> Stated goal
Count the lines in the records below that contain the string "water", with matches that differ in case not counted. Reply with only the number.

_____

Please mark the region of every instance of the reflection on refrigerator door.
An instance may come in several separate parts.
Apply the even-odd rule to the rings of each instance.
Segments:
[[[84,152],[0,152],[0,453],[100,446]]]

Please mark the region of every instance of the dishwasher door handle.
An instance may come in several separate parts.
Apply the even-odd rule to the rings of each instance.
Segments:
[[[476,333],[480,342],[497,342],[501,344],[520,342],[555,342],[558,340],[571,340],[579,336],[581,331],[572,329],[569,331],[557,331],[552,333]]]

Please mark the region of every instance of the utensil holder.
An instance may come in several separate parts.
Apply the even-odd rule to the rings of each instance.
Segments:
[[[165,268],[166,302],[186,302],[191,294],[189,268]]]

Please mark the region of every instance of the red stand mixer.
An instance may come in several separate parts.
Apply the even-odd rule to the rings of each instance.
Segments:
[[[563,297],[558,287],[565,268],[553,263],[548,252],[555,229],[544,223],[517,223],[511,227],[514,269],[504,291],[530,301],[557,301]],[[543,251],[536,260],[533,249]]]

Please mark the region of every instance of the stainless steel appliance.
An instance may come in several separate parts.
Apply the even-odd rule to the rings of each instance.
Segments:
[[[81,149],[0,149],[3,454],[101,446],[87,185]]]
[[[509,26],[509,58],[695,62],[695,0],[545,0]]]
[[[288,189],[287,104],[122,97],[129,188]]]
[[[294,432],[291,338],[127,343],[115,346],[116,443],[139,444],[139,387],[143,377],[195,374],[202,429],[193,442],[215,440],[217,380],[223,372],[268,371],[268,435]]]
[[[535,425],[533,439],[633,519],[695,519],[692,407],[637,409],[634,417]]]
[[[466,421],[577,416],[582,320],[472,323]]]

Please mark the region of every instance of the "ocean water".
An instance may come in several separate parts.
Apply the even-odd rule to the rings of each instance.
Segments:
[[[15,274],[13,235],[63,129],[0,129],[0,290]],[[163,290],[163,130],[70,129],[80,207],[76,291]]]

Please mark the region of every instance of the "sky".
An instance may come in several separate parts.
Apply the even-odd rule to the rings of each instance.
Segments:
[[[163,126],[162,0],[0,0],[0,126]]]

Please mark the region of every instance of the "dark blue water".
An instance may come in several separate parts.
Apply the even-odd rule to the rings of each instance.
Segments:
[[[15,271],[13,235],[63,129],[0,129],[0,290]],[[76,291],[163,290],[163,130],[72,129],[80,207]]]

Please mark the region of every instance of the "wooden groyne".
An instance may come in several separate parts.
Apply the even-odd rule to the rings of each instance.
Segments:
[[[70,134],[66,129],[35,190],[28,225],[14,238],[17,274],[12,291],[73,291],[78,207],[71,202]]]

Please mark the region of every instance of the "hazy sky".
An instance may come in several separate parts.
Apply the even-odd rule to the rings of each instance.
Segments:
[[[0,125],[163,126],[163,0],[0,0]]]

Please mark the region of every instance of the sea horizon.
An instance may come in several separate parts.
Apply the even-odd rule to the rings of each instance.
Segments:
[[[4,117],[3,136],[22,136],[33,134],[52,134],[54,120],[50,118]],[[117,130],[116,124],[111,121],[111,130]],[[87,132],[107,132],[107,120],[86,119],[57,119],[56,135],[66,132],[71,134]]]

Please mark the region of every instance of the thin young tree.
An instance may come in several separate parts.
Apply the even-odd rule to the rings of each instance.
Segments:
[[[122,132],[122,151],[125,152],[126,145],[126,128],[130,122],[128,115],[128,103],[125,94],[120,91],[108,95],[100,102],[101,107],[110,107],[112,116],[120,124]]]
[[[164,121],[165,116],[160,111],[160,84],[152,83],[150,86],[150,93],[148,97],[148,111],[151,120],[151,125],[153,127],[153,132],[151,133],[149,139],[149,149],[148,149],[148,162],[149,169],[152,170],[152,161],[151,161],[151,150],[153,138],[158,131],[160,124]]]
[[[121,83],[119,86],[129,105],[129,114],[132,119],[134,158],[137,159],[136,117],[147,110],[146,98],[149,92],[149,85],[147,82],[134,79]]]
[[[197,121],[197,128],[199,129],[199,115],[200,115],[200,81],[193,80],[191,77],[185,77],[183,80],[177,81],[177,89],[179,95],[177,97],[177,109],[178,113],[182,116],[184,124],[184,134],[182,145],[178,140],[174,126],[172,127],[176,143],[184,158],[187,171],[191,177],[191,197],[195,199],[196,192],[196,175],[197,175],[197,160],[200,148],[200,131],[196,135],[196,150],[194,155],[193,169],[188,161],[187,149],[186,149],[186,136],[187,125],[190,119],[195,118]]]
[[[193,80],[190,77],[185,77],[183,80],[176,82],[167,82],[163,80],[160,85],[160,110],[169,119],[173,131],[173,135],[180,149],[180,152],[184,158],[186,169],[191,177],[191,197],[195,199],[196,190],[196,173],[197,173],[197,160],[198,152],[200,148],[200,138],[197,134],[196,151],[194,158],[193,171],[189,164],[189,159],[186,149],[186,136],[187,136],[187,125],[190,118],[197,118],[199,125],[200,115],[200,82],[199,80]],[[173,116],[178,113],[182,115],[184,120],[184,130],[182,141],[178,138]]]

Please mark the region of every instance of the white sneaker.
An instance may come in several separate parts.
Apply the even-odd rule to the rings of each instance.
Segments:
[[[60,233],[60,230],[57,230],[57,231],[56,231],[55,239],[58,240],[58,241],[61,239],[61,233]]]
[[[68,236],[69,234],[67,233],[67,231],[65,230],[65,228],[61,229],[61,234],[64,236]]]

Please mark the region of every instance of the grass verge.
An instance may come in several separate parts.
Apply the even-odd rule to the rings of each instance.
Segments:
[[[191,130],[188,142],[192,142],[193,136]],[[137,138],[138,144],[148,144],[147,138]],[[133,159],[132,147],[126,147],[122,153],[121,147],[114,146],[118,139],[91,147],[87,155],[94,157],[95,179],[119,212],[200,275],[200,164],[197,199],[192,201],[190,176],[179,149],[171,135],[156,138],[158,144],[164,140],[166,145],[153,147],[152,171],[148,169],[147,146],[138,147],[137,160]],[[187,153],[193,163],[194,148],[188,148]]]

_____

> Full response
2